§ WHAT TO WORK ON:
Exactly as given, repeat all of the entries.

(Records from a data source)
===
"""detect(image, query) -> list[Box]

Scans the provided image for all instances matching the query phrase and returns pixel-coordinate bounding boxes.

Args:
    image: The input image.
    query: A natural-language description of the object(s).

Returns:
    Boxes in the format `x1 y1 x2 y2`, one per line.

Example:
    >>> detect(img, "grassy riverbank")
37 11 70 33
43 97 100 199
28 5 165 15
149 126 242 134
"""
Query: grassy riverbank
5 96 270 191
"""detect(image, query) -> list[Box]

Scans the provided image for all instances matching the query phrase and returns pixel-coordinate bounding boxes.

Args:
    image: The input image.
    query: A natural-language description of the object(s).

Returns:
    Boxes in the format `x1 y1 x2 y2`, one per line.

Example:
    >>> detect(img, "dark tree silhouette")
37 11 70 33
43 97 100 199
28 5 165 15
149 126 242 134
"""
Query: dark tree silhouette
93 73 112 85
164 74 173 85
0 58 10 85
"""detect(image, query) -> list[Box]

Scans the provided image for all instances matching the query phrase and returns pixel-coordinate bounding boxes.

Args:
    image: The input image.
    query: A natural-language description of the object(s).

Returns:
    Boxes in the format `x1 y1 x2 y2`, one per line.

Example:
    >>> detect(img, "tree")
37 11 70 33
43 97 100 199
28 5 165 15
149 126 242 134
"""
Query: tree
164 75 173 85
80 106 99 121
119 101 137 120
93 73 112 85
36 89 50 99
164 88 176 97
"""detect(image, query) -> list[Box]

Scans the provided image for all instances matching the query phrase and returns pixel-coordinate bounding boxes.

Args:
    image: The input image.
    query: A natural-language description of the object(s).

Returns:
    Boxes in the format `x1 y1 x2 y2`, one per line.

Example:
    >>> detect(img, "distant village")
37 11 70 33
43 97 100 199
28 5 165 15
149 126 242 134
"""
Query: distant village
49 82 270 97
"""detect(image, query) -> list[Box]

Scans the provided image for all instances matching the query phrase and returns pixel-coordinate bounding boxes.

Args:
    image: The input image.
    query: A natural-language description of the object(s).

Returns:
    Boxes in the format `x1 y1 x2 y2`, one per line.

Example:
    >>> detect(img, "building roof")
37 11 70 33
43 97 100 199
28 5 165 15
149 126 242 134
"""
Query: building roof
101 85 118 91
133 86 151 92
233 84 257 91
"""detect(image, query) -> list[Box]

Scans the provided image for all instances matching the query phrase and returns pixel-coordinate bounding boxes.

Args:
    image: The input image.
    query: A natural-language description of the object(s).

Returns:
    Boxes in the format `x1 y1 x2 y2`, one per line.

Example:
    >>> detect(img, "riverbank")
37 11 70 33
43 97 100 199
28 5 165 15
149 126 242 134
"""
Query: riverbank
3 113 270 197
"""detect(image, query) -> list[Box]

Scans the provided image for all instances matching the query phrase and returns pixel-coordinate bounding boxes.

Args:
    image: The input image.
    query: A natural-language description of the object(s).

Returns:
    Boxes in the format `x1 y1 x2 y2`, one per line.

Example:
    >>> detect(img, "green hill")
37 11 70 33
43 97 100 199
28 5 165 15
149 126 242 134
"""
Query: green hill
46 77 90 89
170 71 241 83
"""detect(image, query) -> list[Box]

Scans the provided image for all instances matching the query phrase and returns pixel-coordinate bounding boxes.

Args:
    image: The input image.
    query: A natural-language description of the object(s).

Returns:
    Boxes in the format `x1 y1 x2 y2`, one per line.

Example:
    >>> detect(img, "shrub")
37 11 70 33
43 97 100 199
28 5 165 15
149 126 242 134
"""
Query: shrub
===
§ SOLUTION BELOW:
"""detect(image, query) -> list[Box]

Scans the provided image for all instances matching the query phrase and returns pixel-coordinate bounding boxes.

Args:
    image: The input image.
    query: A natural-language description of the object(s).

Returns:
    Boxes in the format `x1 y1 x2 y2`, one per line.

Example:
    >>> detect(img, "grassy riverbank")
37 11 70 33
43 97 100 199
28 5 165 15
149 126 242 134
"""
Query: grassy riverbank
5 96 270 191
"""detect(image, query) -> list[Box]

Scans the provided image for all instances matching the query phrase and returns pixel-coordinate bounding boxes.

Args:
    image: The input image.
    query: A natural-language description of the object(s).

Returns:
    Boxes in the format `x1 y1 x2 y2`, one per line.

Example:
    >>> detect(img, "dark tree silhouette")
37 11 70 33
43 97 100 199
28 5 165 15
149 126 242 134
"""
Query: dark tree silhouette
93 73 112 85
164 74 173 85
0 58 10 85
"""detect(image, query) -> list[Box]

Scans the provided image for all instances matching the query phrase and returns pixel-coordinate bounding boxes.

Args:
    image: The input image.
    query: A natural-language description of the object(s).

Returns:
    Boxes in the format `x1 y1 x2 y2`, one per line.

Example:
    >>> detect(img, "tree")
37 11 70 33
43 97 100 199
28 5 165 15
149 126 242 134
"""
Query: tree
164 75 173 85
80 106 99 121
119 101 137 120
93 73 112 85
36 89 50 99
164 88 176 97
"""detect(image, query) -> list[Box]

Scans the provided image for all instances matching the query phrase and returns pixel-coordinate bounding boxes.

Args:
    image: The input image.
    query: A natural-language description of the object(s).

Returns:
    Boxes in the format `x1 y1 x2 y2`, one per line.

Example:
    >>> detect(img, "distant village")
37 11 70 33
43 97 100 199
28 5 165 15
149 126 242 134
"""
Query: distant village
49 82 270 97
"""detect(image, query) -> list[Box]

Scans the provided image for all instances matching the query phrase and returns pixel-coordinate bounding boxes.

Args:
    image: The input image.
    query: A natural-language description of the object(s).

Returns:
    Boxes in the format `x1 y1 x2 y2`, one per line.

Example:
    >>> detect(img, "building roof")
37 11 70 33
43 97 100 199
28 5 165 15
149 126 242 134
"""
Query: building roof
101 85 118 91
133 86 151 92
233 84 257 91
"""detect(image, query) -> list[Box]

Scans the provided image for all instances matching the query phrase and returns pixel-coordinate bounding boxes.

Args:
    image: The input image.
    query: A natural-language description of the object(s).

Returns:
    Boxes in the format `x1 y1 x2 y2`, one per line.

Example:
    >>> detect(img, "riverbank")
37 11 70 33
43 97 100 199
28 5 165 15
149 126 242 134
"""
Query: riverbank
3 113 270 197
"""detect(image, query) -> list[Box]

Scans the provided image for all instances matching the query phrase and returns pixel-coordinate bounding boxes.

Args:
    image: The input image.
    query: A natural-language description of the object(s).

Returns:
    Boxes in the format `x1 y1 x2 y2`, one per line.

Example:
    >>> detect(img, "green hill")
37 11 70 33
43 97 100 199
28 5 165 15
149 126 242 134
"""
Query: green hill
46 77 90 89
170 71 241 83
"""detect(image, query) -> list[Box]

Scans the provided image for all instances matching the query phrase and returns pixel-coordinate bounding boxes.

Args:
    image: The input image.
    query: A natural-language description of the object(s).

Returns:
    Boxes in the format `x1 y1 x2 y2`, one per line.

Example:
    >>> detect(img, "shrub")
37 11 70 33
43 97 100 199
28 5 165 15
149 126 242 134
"""
Query: shrub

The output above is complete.